#### [Try it]
Give the records again, every one, exactly.

#### [Dataset records]
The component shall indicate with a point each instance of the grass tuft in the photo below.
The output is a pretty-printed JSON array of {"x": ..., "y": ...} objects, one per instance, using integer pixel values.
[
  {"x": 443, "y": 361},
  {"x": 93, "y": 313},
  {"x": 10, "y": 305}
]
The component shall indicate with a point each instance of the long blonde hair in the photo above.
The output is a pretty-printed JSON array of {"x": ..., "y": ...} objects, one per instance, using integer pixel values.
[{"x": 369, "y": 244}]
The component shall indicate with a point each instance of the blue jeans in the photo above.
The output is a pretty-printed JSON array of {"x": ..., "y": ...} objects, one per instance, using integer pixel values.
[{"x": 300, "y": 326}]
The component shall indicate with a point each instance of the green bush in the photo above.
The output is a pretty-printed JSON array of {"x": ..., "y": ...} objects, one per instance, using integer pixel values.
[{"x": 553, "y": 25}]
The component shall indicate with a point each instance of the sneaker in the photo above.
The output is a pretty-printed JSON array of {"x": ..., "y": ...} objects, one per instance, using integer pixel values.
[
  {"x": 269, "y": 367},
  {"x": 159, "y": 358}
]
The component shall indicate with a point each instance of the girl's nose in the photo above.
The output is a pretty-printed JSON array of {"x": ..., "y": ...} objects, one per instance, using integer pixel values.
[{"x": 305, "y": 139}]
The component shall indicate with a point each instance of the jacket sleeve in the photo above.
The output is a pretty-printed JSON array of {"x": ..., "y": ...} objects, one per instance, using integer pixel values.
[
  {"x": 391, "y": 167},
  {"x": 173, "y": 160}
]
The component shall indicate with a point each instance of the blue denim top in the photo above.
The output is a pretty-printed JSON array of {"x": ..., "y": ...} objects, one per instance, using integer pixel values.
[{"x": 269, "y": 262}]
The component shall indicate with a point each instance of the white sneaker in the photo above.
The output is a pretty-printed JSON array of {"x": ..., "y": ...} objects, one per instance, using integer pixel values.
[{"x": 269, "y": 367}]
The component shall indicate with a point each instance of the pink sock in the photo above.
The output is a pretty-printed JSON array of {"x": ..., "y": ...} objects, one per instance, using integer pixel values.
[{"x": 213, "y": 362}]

#### [Solved problem]
The component shall indicate with a point each instance of the grass tuft in the photo below.
The output is a pretty-printed JSON array of {"x": ..., "y": ...} objects, one per instance, using integer pixel values.
[
  {"x": 443, "y": 361},
  {"x": 93, "y": 313},
  {"x": 10, "y": 305}
]
The component shall indicate with a point each instance of the long blonde hair in the photo above.
The output is a pretty-printed JSON array of {"x": ..., "y": ...} objects, one per instance, using integer pixel values.
[{"x": 369, "y": 244}]
The component shall indicate with a point each instance of the blue jeans in the photo above.
The output is a pretty-printed JSON array of {"x": ..., "y": ...} objects, one per instance, using integer pixel values.
[{"x": 300, "y": 326}]
The component shall indicate with a point each instance of the green bush in the photo above.
The output is a pretty-printed JSON array of {"x": ..., "y": ...} objects, one per instance, using integer pixel values.
[{"x": 553, "y": 25}]
The component shall indicate with a point each instance of the sneaker in the photo above.
The output is a pretty-printed JSON array of {"x": ..., "y": ...} objects, one per instance, using integer pixel values.
[
  {"x": 269, "y": 367},
  {"x": 159, "y": 358}
]
The component shall indicate with a point each instance of the girl's nose in the photo above.
The output is a pretty-printed JSON array of {"x": ..., "y": ...} objects, one per instance, using integer pixel values.
[{"x": 305, "y": 139}]
The component shall indicate with a point each instance of the jacket sleeve in the photo above.
The output is a pretty-printed JSON array of {"x": ..., "y": ...} objects, one per instance, using integer pixel values.
[
  {"x": 391, "y": 167},
  {"x": 173, "y": 160}
]
The component shall indicate with a point each instance of the blue denim top in the photo above.
The output is a pretty-printed JSON array of {"x": ..., "y": ...} objects, one per instance, using integer pixel values.
[{"x": 269, "y": 262}]
The component shall indicate with a point each instance of the white sneaker in the photo above.
The output is a pretty-printed JSON array of {"x": ..., "y": ...} objects, one per instance, using integer pixel values.
[{"x": 269, "y": 367}]
The component shall indicate with a point each instance of the pink sock in the photo above.
The output is a pretty-printed JSON array of {"x": ..., "y": ...} objects, one per instance, using integer pixel values.
[{"x": 213, "y": 362}]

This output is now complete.